NASA's Galileo mission clears hurdles for Jupiter voyage. In flying past Venus, probe could learn much about `greenhouse effect'

Several loose ends on NASA's Galileo mission to Jupiter have finally been tied down, and this has given the space agency the confidence to launch a public education campaign about the project. In a press conference in Washington yesterday, and in interviews here, scientists say they are elated about the new information they'll be able to gather not only on the Jovian planet, but on Venus, the moon, the asteroids, and interplanetary space.

According to NASA, the Galileo spacecraft has received a green light from the White House and the Department of Energy. An environmental impact statement has been cleared, since Galileo will use a small amount of plutonium in its generator instead of solar panels for its power. And the spacecraft is on the shuttle's launch schedule for October 1989.

What makes the Galileo mission unique is that it will use the gravity and orbital motion of Venus and Earth to hurtle toward its ultimate objective - Jupiter. This path was devised in July 1986 after delays and other setbacks left the Galileo orbiter/atmospheric probe far short of the fuel needed to take a direct route to Jupiter.

In an interview at the Jet Propulsion Laboratory (JPL) here, William J. O'Neil, science and mission design manager for Galileo says that despite the project's troubled history, the outcome includes ``everything we ever hoped to do. The delays have been unfortunate, but they've allowed us to get smarter and smarter. The mission has been enriched.''

Three months after its prospective launch date in 1989, Galileo is scheduled to swing by Venus. ``Our main enthusiasm is for Venus,'' says JPL's Robert W. Carlson, talking about the mission's bonus targets. He heads a team using an infrared device that will map, track, and analyze the chemistry of Venus's cloud cover to altitudes unreachable by previous techniques. The device, called a near-infrared mapping spectrometer, opens a window on a new wavelength range for studying Venus.

The results are likely to have implications for Earth, where scientists are concerned about the ``greenhouse effect'' - a warming of global climate traced to a buildup of carbon dioxide in the atmosphere.

Venus's fiery climate has often been cited as the greenhouse effect run amok - temperatures at the surface are hot enough to melt lead. By studying the chemistry of Venus's atmosphere in greater detail and on a wider scale than previously possible, Carlson's team hopes to pin down more precisely the impact of the greenhouse effect on Venus's climate.

In addition, he says, past studies have uncovered evidence that suggest chlorine is destroying ozone on Venus - a phenomenon also of concern on Earth. Ozone in the Earth's upper atmosphere shields the planet from much of the Sun's ultraviolet radiation. Carlson and his team are looking to verify and then study in greater detail the ozone destruction process on Venus.

Scientists using other instruments on the orbiter are equally as enthusiastic about the scientific opportunities resulting from the new mission profile.

The Earth-Venus-Earth portion of the flight marks the first time that a probe will return from interplanetary space - even if briefly. But this part of the mission is costly. The spacecraft will undergo about $20 million to $30 million in changes to protect some of its instruments from the sun, says JPL's Dr. O'Neil.

• What is needed: Copy the passage on the Galileo mission word for word, from "Several loose ends" up to and including "and interplanetary space.".

• Information supplied:
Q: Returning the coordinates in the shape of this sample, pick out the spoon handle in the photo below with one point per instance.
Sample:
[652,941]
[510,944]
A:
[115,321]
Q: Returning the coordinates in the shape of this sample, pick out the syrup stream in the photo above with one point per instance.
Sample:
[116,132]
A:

• Answer to this task:
Several loose ends on NASA's Galileo mission to Jupiter have finally been tied down, and this has given the space agency the confidence to launch a public education campaign about the project. In a press conference in Washington yesterday, and in interviews here, scientists say they are elated about the new information they'll be able to gather not only on the Jovian planet, but on Venus, the moon, the asteroids, and interplanetary space.